• [Document text]:
This smacks of an age old BR style of thread where enthusiastic learner comes to the table for advice on a project they have in mind, followed by the more experienced members saying "Hey why make it so complicated. At the National, we just use blu tack... etc"

 

The issue is that in the first instance, the project is dreamed up by the learner to test themselves, while the latter group are simply concerned with getting shows on in a cheap and reliable manner. There has been plenty of sensible suggestions to the technical query, so I'll leave that.

 

To the OP, the "I would like to build one" is a perfectly valid reason for doing it. My question would be "Why does it have to be built for this show?"

• [Set task 1]: Update the records starting at the line that contains "of the large" and ending at the last line of the records, replacing "acoustic" with "wooden" and leaving everything else unchanged.
The records have no connection to the forum post.

• [Records for the exercise]:
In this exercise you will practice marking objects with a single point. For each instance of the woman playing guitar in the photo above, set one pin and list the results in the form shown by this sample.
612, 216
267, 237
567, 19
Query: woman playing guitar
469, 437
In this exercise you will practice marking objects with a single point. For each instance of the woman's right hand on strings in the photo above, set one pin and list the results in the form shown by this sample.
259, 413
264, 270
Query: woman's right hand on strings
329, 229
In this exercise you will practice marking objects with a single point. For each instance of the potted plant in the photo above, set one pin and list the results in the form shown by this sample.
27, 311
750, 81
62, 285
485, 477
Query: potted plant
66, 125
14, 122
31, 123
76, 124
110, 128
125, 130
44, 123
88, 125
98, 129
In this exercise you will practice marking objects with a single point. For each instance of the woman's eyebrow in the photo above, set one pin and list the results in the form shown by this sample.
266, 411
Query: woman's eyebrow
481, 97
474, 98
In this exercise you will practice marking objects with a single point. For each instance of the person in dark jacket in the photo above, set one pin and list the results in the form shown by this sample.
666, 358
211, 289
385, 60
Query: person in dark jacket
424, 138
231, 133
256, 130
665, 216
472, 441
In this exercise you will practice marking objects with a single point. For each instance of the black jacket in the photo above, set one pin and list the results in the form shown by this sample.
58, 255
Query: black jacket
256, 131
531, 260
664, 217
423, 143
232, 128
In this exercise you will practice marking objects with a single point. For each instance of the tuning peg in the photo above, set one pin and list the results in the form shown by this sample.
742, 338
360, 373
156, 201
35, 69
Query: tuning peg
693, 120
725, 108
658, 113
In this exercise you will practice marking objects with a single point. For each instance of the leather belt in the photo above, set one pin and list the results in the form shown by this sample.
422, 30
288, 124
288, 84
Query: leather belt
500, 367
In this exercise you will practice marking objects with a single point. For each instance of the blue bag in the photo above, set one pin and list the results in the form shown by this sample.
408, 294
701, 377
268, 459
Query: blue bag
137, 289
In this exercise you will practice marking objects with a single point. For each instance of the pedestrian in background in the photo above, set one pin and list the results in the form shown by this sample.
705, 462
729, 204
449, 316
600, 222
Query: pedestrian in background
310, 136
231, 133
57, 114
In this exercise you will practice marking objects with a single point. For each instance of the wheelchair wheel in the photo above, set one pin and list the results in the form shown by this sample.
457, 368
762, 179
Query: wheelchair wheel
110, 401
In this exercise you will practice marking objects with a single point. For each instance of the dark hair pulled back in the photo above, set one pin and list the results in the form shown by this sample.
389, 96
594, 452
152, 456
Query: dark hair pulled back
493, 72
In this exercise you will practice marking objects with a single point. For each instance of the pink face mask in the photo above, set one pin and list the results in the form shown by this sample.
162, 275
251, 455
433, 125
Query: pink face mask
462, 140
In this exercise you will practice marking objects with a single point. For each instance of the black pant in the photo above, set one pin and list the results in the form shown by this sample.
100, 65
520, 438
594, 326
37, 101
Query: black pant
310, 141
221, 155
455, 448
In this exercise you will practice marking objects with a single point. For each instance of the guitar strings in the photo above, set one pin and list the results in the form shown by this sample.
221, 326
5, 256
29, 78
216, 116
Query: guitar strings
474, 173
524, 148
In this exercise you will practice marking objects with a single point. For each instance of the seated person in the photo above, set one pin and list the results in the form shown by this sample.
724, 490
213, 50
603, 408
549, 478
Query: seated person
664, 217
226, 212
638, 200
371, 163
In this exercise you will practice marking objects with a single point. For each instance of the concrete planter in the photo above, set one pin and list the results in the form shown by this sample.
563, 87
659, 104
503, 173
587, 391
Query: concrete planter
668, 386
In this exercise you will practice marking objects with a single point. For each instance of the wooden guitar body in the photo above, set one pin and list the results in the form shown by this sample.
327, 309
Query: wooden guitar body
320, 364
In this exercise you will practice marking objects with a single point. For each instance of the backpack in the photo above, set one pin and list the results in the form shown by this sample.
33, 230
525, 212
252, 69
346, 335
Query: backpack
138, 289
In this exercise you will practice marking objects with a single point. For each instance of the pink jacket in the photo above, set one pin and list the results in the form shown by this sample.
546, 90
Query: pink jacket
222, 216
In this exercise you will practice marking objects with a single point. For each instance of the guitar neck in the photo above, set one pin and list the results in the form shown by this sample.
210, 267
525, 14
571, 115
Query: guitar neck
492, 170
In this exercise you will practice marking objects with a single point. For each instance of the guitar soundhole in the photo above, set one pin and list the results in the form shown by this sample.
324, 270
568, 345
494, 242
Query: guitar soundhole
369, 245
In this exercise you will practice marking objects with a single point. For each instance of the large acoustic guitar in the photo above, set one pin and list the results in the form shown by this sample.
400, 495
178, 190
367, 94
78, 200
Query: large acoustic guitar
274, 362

• [Set task 2]: Reproduce the forum post word for word, starting at "This smacks of" and ending at "I'll leave that.".

• [Exercise response 1]:
In this exercise you will practice marking objects with a single point. For each instance of the large wooden guitar in the photo above, set one pin and list the results in the form shown by this sample.
400, 495
178, 190
367, 94
78, 200
Query: large wooden guitar
274, 362

• [Exercise response 2]:
This smacks of an age old BR style of thread where enthusiastic learner comes to the table for advice on a project they have in mind, followed by the more experienced members saying "Hey why make it so complicated. At the National, we just use blu tack... etc"

 

The issue is that in the first instance, the project is dreamed up by the learner to test themselves, while the latter group are simply concerned with getting shows on in a cheap and reliable manner. There has been plenty of sensible suggestions to the technical query, so I'll leave that.